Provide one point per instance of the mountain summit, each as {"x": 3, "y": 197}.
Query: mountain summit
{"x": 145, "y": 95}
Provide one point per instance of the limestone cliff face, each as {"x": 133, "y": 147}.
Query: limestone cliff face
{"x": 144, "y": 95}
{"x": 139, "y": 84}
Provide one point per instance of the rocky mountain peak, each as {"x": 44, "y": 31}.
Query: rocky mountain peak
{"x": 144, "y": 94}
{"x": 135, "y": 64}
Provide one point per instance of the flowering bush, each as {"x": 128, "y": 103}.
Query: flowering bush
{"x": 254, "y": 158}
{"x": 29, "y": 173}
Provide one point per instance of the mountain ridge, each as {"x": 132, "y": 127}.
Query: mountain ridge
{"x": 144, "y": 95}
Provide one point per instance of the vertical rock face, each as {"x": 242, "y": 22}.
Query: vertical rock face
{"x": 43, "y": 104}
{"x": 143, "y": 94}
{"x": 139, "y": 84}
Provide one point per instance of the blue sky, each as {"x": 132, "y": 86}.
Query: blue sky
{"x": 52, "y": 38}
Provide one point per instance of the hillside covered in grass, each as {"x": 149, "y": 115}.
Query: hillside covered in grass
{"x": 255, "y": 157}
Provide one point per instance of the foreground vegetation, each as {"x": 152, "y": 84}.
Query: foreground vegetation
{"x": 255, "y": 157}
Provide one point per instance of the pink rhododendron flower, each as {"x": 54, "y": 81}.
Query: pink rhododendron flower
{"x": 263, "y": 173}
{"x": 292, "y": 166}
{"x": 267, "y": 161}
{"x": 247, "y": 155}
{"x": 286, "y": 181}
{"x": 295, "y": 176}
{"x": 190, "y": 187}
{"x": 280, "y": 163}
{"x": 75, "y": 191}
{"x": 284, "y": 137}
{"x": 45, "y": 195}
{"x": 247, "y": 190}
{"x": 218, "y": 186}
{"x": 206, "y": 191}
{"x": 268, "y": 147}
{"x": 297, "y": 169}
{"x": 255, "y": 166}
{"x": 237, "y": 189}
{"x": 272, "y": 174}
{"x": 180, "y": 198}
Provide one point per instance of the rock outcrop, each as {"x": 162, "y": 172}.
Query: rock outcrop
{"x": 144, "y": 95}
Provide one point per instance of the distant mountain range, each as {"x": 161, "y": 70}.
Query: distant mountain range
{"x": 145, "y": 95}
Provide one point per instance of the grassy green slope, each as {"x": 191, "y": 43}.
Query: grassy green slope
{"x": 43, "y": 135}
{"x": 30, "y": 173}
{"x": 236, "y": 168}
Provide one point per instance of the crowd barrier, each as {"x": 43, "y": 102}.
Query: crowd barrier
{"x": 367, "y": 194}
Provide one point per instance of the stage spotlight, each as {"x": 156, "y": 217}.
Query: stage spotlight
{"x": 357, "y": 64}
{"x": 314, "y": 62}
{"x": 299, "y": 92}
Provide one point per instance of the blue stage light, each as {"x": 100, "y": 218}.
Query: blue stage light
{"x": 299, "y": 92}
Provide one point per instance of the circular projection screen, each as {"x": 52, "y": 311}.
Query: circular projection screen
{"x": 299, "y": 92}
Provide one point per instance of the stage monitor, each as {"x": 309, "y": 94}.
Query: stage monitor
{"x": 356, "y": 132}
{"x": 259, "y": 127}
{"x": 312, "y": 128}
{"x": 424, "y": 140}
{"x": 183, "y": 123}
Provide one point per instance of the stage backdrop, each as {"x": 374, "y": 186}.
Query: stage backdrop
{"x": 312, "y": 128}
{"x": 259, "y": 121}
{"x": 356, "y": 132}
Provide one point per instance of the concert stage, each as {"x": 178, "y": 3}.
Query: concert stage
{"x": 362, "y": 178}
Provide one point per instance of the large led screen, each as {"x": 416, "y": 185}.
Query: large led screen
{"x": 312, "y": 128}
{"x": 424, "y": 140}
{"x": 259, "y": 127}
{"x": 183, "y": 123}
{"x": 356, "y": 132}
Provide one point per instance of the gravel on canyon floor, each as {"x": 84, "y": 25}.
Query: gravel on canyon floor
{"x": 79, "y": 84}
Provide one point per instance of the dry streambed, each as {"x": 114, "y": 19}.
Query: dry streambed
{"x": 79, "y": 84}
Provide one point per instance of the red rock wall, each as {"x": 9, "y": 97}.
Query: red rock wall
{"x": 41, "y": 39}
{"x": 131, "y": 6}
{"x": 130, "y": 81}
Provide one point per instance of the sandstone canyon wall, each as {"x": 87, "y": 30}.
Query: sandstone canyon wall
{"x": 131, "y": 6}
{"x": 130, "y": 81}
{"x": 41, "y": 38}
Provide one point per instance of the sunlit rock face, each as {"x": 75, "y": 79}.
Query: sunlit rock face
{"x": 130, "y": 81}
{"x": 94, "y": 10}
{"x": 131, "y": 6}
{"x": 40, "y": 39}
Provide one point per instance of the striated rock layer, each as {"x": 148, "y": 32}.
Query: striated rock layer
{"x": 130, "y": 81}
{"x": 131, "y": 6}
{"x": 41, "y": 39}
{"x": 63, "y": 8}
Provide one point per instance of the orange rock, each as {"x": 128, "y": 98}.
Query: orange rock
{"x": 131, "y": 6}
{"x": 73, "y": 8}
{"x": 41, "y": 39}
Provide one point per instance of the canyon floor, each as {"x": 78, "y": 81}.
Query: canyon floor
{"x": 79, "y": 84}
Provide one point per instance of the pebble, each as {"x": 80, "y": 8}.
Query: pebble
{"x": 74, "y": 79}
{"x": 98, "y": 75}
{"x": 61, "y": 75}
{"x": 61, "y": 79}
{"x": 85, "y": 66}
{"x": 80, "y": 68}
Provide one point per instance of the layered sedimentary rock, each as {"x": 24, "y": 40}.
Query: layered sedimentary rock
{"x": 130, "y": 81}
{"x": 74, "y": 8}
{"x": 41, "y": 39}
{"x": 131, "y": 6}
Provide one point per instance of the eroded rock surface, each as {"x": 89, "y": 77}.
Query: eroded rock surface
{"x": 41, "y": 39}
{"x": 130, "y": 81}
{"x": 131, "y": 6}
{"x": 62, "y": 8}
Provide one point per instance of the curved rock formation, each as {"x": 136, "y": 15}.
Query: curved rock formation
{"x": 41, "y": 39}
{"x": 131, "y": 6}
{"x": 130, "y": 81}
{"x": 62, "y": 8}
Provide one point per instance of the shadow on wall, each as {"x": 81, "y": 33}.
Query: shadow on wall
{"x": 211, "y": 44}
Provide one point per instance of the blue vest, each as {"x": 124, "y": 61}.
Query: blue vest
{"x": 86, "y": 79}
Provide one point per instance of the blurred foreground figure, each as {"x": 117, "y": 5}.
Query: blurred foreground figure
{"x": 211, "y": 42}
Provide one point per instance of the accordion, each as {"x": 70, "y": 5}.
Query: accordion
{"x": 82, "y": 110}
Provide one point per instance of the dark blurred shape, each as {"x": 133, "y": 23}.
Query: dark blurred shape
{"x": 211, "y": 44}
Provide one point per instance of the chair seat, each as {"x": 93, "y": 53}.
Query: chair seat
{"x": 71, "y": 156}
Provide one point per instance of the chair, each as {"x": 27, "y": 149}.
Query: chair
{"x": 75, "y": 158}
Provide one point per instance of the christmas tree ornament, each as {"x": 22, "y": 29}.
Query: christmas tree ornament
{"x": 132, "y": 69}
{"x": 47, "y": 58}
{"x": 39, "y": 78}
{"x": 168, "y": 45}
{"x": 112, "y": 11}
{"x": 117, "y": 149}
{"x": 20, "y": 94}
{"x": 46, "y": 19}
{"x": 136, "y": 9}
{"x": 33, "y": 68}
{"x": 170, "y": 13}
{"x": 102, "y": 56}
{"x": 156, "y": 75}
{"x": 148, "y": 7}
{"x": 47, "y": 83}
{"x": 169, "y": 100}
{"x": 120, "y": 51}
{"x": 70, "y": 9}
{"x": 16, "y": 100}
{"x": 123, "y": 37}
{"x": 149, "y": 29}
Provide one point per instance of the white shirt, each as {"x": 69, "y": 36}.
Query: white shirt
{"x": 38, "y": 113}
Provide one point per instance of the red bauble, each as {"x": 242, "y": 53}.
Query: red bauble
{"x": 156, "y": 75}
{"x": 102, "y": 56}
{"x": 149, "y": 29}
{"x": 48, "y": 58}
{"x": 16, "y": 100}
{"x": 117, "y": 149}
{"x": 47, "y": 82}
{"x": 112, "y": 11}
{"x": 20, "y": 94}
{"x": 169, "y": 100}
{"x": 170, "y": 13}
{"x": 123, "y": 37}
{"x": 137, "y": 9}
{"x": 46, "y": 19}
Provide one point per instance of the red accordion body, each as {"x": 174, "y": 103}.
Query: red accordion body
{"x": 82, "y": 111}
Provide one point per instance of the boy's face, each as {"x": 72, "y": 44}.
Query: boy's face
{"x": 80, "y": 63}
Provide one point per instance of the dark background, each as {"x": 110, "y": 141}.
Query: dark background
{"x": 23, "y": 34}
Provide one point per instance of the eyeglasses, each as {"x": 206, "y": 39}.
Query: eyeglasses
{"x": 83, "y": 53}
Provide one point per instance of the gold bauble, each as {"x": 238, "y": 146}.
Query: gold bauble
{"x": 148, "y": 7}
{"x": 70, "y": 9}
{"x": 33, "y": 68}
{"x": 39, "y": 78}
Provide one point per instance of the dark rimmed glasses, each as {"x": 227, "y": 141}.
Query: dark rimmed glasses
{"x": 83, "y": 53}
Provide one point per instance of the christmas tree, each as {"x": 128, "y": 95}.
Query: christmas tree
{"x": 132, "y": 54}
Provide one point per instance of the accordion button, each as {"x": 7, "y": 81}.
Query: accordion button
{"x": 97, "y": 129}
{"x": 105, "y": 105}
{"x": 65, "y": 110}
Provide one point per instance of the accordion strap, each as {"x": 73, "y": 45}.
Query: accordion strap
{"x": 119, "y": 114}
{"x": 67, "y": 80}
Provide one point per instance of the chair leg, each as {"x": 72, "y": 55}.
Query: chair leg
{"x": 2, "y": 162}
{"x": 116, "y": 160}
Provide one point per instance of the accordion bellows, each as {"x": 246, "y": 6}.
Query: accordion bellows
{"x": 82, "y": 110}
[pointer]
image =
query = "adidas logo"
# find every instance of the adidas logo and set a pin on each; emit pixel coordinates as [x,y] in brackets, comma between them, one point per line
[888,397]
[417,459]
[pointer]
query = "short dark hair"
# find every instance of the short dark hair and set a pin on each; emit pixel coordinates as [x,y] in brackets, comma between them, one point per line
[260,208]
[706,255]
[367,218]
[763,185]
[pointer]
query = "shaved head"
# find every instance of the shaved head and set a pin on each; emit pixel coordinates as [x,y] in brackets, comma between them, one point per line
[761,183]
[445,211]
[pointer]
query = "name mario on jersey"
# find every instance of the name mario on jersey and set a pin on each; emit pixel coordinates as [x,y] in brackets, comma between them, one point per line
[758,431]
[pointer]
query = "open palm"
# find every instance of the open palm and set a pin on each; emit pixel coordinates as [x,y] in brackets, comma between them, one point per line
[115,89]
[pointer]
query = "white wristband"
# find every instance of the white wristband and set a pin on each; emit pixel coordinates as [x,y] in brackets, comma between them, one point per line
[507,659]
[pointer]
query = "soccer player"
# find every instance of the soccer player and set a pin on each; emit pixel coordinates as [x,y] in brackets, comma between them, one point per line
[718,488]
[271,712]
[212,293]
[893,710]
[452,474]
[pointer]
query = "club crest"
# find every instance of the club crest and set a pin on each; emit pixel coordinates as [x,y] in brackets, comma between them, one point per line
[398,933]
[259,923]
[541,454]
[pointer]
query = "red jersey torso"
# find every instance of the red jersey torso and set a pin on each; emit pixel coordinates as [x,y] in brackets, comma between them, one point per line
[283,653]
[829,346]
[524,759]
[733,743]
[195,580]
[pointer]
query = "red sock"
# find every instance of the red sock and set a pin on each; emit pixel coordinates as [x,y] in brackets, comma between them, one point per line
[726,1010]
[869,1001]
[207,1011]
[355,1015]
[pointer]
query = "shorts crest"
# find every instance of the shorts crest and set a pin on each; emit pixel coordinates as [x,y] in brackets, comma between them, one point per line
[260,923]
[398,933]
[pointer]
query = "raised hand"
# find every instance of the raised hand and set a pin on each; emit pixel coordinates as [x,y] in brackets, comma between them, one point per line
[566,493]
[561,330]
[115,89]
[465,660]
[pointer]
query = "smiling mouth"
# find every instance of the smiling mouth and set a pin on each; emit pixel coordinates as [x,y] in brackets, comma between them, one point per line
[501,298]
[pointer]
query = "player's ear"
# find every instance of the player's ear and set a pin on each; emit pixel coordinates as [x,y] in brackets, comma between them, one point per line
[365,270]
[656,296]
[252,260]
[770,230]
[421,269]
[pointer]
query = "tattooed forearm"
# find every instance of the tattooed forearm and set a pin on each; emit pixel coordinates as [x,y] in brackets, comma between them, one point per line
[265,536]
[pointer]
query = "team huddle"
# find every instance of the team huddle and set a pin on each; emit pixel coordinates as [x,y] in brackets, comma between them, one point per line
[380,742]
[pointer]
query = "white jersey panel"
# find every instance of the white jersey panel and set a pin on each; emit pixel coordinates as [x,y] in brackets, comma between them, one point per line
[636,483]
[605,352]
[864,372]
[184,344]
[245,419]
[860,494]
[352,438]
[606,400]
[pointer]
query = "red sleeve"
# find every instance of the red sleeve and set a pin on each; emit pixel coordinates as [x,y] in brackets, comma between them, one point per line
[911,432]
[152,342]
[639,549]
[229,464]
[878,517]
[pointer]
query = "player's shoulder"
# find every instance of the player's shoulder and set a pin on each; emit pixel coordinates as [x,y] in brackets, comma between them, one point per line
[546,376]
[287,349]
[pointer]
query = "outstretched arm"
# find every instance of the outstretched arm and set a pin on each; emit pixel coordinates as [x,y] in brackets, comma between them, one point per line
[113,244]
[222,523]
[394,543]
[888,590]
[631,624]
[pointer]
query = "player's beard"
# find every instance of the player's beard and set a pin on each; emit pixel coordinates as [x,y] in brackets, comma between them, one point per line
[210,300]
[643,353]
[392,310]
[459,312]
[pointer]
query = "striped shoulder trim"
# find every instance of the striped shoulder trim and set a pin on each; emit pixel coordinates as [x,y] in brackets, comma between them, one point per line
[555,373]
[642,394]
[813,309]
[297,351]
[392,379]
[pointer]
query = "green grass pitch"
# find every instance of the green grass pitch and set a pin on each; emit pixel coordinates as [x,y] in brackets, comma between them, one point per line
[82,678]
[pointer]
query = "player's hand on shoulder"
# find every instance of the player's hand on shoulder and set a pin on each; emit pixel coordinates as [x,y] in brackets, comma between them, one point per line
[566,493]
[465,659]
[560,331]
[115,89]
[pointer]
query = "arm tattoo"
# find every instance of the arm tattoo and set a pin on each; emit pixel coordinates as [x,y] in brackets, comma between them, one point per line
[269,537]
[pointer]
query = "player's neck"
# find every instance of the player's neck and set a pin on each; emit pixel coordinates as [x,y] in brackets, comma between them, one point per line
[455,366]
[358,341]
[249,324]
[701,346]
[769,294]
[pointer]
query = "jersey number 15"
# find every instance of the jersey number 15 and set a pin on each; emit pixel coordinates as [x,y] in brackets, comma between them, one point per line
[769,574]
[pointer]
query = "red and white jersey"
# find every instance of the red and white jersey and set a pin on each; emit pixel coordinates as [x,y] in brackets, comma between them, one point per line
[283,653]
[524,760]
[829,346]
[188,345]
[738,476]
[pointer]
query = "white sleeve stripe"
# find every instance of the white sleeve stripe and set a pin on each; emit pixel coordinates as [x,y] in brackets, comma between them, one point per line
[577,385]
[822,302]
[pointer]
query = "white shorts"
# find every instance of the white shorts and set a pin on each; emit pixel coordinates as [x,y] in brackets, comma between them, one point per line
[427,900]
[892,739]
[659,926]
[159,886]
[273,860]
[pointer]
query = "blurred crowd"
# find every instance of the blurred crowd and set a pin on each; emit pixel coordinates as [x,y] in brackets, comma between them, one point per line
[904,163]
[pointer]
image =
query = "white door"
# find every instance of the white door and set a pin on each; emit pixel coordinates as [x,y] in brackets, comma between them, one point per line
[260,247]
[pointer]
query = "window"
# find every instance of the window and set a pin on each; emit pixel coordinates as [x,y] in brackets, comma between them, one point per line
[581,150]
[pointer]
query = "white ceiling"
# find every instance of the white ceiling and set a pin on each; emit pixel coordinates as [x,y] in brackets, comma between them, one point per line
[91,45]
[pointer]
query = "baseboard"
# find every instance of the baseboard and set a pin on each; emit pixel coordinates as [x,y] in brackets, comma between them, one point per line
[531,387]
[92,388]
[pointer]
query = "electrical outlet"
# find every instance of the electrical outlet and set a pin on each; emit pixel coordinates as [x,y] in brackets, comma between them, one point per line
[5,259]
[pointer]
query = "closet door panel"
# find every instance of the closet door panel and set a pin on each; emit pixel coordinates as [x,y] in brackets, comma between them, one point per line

> [DESCRIPTION OF THE TASK] Find each line above that contains the word "cliff", and copy every such line in full.

> [RESPONSE BELOW]
Provide one point per instance of the limestone cliff face, each as {"x": 133, "y": 147}.
Query: limestone cliff face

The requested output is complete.